### What you need to do
Could you rewrite the South Korean software patent text, everything from "This update provides" down to "on the guidelines.", changing "practical tips" to "practical advice"?

### Text excerpt
— begin —

Software inventions have traditionally been a hot topic in many jurisdictions, with some fundamental questions frequently raised and debated (eg, the eligibility of these inventions). South Korea is no exception. In particular, there have been various academic and judicial discussions regarding the scope of patentable subject matter and protection for such inventions (particularly regarding the online transmission of computer programs used in working software inventions).
In recent years, there has been substantial interest in changing existing law and practice in order to expand the protection for computer program inventions. The Korean Intellectual Property Office (KIPO) sought to enact such a change by officially releasing its revised Examination Guidelines for Computer-Related Inventions on July 1 2014. Three months later, an amendment bill to the Patent Act was submitted to the National Assembly, which attempted to broaden the scope of protection for computer-related inventions (eg, by opening up the possibility of patentees bringing infringement claims against online sellers of an allegedly infringing computer program, something which would not be subject to infringement liability under the guidelines). The National Assembly seemed to recognise that the proposed amendments could have profound effects on the software industry and thus rejected them, noting that more opinions from the industry were needed to gain a consensus on this issue.
This update provides a general overview of the existing South Korean law and practice with regard to the protection of software inventions as patents, together with practical tips for seeking patent protection for software inventions in South Korea based on the guidelines.
Generally speaking, software inventions and business method inventions (collectively referred to as 'computer-implemented inventions') are treated the same as other inventions under the Patent Act – that is, the Patent Act contains no provisions that specifically govern computer-related inventions, and applications for computer-implemented inventions are subject to the same statutory patentability requirements that apply to patent applications in general (eg, novelty, inventiveness and description requirements).

— end —

### Entries provided

— begin —

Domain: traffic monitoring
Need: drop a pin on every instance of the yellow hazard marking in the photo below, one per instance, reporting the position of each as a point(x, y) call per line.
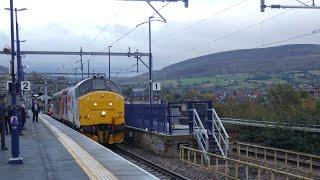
point(93, 168)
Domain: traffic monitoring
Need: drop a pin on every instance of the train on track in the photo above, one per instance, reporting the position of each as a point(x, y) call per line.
point(94, 107)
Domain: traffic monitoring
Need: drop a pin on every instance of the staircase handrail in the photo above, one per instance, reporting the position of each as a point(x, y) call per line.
point(220, 123)
point(199, 120)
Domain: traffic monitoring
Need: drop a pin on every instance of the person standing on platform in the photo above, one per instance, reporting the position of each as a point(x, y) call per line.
point(2, 125)
point(35, 110)
point(23, 115)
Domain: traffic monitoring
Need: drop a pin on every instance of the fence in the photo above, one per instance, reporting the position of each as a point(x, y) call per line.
point(142, 116)
point(232, 168)
point(302, 163)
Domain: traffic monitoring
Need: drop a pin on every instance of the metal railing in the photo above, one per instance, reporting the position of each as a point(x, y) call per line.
point(270, 124)
point(200, 133)
point(232, 168)
point(220, 134)
point(302, 163)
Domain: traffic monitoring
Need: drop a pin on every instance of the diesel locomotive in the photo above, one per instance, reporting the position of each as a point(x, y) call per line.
point(94, 107)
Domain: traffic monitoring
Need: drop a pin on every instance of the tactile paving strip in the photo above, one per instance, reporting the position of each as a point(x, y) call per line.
point(93, 168)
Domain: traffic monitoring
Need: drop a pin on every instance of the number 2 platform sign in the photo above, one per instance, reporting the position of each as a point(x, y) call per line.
point(25, 85)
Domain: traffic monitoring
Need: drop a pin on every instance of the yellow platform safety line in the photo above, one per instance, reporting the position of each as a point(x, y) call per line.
point(93, 168)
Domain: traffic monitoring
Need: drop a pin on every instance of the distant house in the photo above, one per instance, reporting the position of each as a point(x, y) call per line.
point(313, 91)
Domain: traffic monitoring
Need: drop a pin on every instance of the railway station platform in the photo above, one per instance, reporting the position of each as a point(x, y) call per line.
point(51, 150)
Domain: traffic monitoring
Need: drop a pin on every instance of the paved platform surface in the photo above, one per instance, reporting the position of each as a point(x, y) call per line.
point(43, 157)
point(51, 150)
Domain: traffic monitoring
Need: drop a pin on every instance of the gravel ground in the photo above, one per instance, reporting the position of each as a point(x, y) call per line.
point(187, 170)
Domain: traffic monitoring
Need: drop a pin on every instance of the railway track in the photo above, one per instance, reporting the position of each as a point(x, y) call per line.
point(149, 166)
point(282, 161)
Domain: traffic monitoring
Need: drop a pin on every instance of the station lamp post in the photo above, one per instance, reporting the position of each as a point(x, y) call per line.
point(109, 47)
point(15, 132)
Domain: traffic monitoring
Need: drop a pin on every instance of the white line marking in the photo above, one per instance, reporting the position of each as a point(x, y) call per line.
point(93, 168)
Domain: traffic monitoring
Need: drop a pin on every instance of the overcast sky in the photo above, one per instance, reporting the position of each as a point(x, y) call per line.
point(207, 26)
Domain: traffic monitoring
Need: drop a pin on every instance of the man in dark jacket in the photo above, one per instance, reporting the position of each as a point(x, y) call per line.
point(35, 110)
point(2, 124)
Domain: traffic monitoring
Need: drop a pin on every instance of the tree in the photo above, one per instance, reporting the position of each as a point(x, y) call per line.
point(285, 102)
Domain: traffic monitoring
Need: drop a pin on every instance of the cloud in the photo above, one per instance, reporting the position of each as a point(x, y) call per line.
point(205, 27)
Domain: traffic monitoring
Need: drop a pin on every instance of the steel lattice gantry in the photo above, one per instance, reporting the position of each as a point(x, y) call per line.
point(73, 53)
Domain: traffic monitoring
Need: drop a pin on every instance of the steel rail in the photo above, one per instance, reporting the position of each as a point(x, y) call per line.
point(150, 164)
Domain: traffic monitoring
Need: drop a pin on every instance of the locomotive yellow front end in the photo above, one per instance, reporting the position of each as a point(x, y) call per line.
point(101, 115)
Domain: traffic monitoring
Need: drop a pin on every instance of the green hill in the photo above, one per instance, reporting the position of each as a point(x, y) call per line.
point(297, 57)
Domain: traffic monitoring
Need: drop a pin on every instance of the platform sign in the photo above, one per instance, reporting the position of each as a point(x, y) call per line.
point(25, 85)
point(3, 87)
point(156, 86)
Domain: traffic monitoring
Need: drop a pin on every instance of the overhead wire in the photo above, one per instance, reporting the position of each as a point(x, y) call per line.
point(291, 38)
point(133, 29)
point(238, 31)
point(107, 25)
point(199, 21)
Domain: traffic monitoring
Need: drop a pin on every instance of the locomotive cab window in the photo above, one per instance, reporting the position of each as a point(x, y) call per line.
point(85, 87)
point(99, 84)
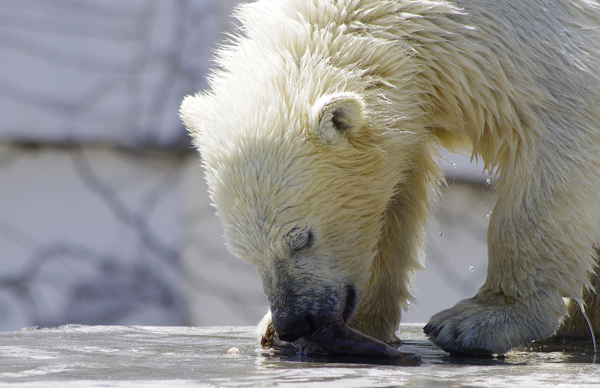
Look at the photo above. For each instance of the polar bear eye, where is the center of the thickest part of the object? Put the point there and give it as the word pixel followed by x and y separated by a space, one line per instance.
pixel 299 239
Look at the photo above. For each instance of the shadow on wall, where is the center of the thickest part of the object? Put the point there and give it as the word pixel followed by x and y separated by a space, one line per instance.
pixel 104 214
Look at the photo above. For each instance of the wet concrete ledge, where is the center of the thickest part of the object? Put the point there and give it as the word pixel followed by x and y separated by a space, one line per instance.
pixel 119 356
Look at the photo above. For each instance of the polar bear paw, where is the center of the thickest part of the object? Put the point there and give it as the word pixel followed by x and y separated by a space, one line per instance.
pixel 474 327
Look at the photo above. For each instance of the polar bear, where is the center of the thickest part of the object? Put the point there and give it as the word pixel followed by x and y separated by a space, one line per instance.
pixel 320 135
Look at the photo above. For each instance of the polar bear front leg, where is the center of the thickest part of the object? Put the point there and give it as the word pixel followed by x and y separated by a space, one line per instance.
pixel 538 253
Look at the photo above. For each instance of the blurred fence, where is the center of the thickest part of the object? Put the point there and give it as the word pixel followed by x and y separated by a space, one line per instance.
pixel 104 215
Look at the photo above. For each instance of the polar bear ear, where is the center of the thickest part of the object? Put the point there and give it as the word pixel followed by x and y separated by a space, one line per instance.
pixel 335 117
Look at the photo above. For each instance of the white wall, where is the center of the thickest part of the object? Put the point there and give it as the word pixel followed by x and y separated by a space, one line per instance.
pixel 104 215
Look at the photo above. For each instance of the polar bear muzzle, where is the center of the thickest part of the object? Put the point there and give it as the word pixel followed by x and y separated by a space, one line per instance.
pixel 299 316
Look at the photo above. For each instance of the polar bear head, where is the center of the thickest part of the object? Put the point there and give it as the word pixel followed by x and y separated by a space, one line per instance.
pixel 301 186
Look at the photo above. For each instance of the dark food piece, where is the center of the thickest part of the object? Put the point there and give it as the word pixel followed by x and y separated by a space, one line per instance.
pixel 340 340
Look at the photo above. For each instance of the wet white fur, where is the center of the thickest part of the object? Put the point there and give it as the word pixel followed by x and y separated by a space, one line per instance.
pixel 514 83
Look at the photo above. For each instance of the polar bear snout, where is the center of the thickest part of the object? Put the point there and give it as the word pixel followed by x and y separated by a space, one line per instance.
pixel 297 316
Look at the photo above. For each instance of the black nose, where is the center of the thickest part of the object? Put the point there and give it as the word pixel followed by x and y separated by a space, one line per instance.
pixel 291 330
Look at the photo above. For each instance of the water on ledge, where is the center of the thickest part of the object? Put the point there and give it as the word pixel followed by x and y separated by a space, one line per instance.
pixel 117 356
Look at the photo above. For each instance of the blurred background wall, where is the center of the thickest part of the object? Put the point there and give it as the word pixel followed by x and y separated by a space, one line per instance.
pixel 104 215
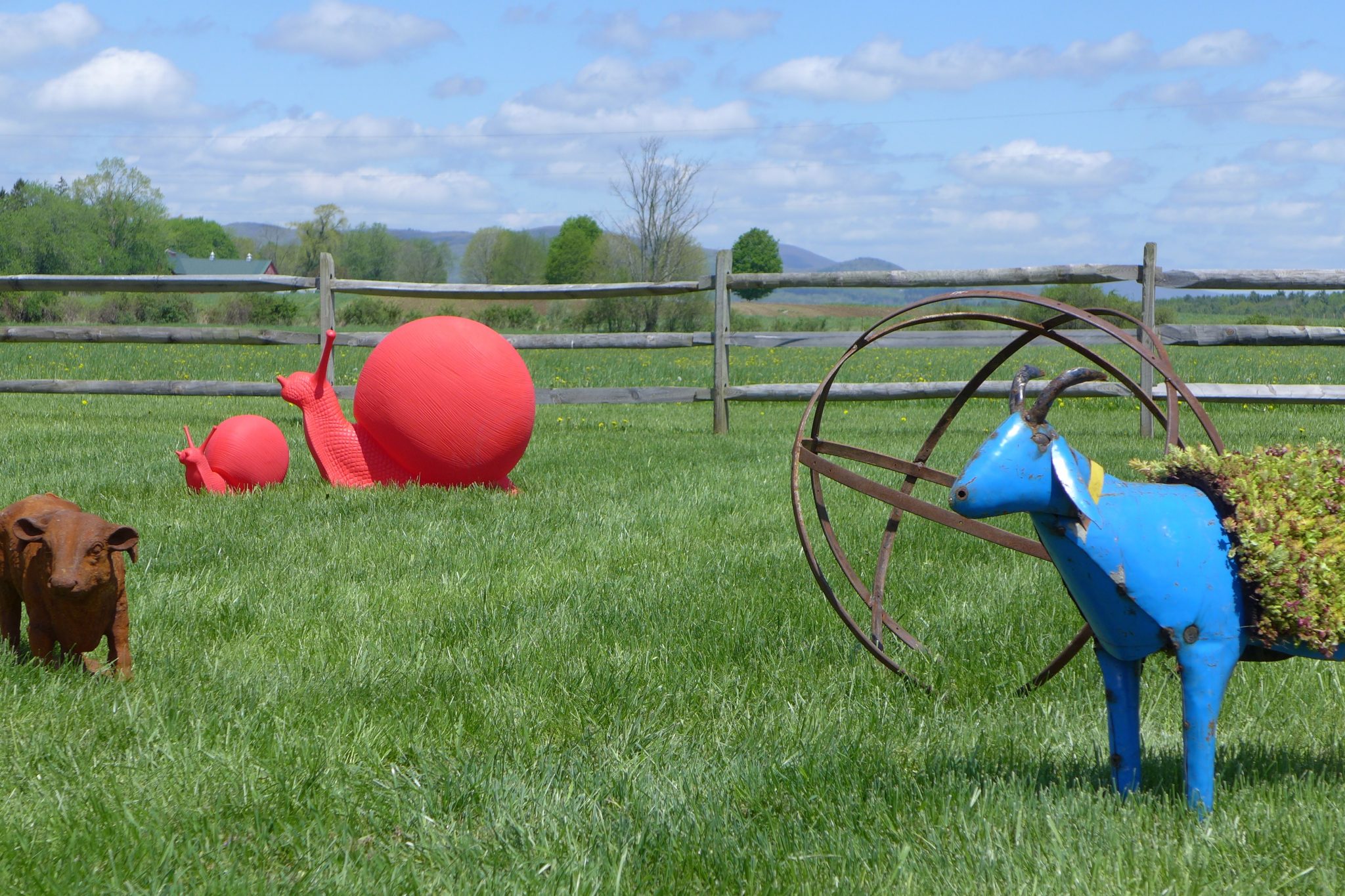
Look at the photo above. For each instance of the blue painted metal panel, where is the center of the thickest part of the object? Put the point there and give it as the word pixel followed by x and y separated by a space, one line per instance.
pixel 1149 567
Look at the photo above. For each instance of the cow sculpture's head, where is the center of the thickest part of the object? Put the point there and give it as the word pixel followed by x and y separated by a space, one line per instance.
pixel 1025 465
pixel 81 548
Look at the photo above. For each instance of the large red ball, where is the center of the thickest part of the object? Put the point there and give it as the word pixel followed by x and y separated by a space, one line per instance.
pixel 450 399
pixel 246 452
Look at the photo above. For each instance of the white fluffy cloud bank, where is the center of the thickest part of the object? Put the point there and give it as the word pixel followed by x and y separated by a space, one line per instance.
pixel 1025 163
pixel 353 34
pixel 880 69
pixel 132 82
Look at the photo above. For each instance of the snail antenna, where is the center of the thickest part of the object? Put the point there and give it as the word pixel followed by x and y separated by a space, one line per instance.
pixel 322 364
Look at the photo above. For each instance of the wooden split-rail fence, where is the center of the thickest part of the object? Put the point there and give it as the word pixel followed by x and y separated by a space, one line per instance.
pixel 722 281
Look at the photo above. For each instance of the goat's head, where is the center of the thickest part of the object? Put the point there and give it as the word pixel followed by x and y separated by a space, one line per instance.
pixel 1025 465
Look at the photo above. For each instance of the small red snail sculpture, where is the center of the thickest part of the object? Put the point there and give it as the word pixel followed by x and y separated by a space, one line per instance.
pixel 238 454
pixel 441 400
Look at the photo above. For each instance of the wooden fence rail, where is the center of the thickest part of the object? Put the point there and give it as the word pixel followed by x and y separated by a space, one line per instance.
pixel 722 281
pixel 1201 335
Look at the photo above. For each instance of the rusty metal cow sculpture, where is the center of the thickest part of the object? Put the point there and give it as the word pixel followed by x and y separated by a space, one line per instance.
pixel 1147 566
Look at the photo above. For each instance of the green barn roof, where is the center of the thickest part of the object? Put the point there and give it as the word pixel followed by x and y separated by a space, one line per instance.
pixel 187 265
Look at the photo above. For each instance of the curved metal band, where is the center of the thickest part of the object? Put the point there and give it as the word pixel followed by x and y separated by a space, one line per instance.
pixel 806 452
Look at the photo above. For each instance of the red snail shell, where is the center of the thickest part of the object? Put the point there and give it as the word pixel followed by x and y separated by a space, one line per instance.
pixel 248 452
pixel 450 399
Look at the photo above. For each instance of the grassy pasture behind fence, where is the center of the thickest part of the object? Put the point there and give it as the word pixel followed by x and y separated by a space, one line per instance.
pixel 722 281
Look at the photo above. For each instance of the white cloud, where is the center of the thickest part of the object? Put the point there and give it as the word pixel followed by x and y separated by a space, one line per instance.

— end —

### The answer
This update provides a general overview of the existing South Korean law and practice with regard to the protection of software inventions as patents, together with practical advice for seeking patent protection for software inventions in South Korea based on the guidelines.